# Exercise requirements
Print all of the data exactly.
-- Start of Given records --
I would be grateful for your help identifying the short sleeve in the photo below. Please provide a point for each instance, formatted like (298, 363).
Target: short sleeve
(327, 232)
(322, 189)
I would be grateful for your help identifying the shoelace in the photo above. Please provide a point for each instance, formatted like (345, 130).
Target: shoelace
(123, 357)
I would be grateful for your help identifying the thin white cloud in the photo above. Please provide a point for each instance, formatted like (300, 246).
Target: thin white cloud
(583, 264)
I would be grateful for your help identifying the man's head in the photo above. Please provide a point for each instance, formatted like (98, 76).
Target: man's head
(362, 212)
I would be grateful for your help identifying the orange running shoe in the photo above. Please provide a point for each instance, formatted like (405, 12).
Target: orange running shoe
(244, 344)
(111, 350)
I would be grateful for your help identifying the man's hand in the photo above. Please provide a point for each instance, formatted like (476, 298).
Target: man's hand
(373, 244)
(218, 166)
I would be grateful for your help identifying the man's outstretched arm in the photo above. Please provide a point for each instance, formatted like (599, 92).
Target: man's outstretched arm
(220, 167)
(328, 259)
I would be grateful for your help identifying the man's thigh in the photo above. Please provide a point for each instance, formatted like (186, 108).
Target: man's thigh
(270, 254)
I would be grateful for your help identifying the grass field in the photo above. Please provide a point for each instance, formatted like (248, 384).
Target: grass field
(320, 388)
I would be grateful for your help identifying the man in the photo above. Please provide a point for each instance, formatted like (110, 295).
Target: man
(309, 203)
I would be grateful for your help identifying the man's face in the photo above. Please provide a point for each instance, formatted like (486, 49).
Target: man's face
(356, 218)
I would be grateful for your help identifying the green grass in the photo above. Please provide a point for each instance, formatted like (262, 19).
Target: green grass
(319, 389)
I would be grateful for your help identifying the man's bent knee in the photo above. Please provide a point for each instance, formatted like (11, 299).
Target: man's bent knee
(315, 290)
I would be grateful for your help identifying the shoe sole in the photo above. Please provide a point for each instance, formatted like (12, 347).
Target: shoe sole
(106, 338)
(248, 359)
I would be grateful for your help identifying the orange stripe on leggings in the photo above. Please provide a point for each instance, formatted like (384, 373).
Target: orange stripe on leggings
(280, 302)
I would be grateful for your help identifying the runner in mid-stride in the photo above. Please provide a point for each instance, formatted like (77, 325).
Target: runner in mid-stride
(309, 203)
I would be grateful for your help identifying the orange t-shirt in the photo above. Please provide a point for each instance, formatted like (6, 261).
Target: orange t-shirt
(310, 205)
-- End of Given records --
# The solution
I would be grateful for your help identifying the short sleeve in the photo below. Please provide a point for each instance, formatted like (298, 363).
Target: short sleeve
(327, 232)
(322, 189)
I would be grateful for your help identifying the shoelace in the photo above. Please provide a point for each instance, formatted like (345, 130).
Target: shoelace
(123, 357)
I would be grateful for your help identifying the thin white cloud in the photo above. Please provide a point for each instance, formatted like (300, 246).
Target: thin white cloud
(583, 264)
I would be grateful for your help identifying the man's head in the photo above. Please provide a point for each instance, formatted like (98, 76).
Target: man's head
(362, 212)
I would be grateful for your help identifying the orange running shoe in the photo above. Please provide a point for each instance, formatted like (405, 12).
Target: orange running shoe
(244, 344)
(111, 350)
I would be grateful for your help identifying the man's hand in the photo above. Please provide a point for each instance, formatted like (476, 298).
Target: man's hand
(373, 244)
(218, 166)
I would be grateful for your help identifying the man's outstretched arm in the photo above. Please provide a point for each instance, formatted like (599, 92).
Target: man's outstretched arm
(220, 167)
(328, 259)
I would be grateful for your help identifying the man's thigh in the photo above. Please provide a point for each instance, formatted like (186, 108).
Target: man's thigh
(270, 254)
I would be grateful for your help identifying the grass field in the photo above. Please provide a point for each instance, formatted like (248, 384).
Target: grass field
(320, 388)
I would be grateful for your help identifying the man in the photo above. Please provide a point for each instance, formatted like (110, 295).
Target: man
(309, 203)
I would be grateful for your help identifying the man's face in the photo above. Please provide a point for each instance, formatted like (486, 49).
Target: man's face
(356, 218)
I would be grateful for your help identifying the green grass in the photo above. Please provide a point for each instance, formatted like (262, 19).
Target: green grass
(319, 389)
I would be grateful for your help identifying the man's bent knee in the photo above. Please provide a point for each instance, formatted like (11, 299).
Target: man's bent knee
(315, 290)
I would be grateful for your help identifying the shoe sole in the photo above. Please provide a point for each instance, formatted like (12, 347).
Target: shoe sole
(106, 338)
(248, 359)
I would be grateful for your help identifying the orange stripe on leggings in the photo above. Please provide a point for each instance, formatted like (384, 373).
Target: orange stripe on leggings
(280, 302)
I would be grateful for your help identifying the runner in mid-stride in the photo above. Please provide a point for each instance, formatted like (77, 325).
Target: runner in mid-stride
(309, 203)
I would be grateful for your help identifying the orange t-shirt in the photo above. Please provide a point for each instance, formatted like (6, 261).
Target: orange t-shirt
(310, 205)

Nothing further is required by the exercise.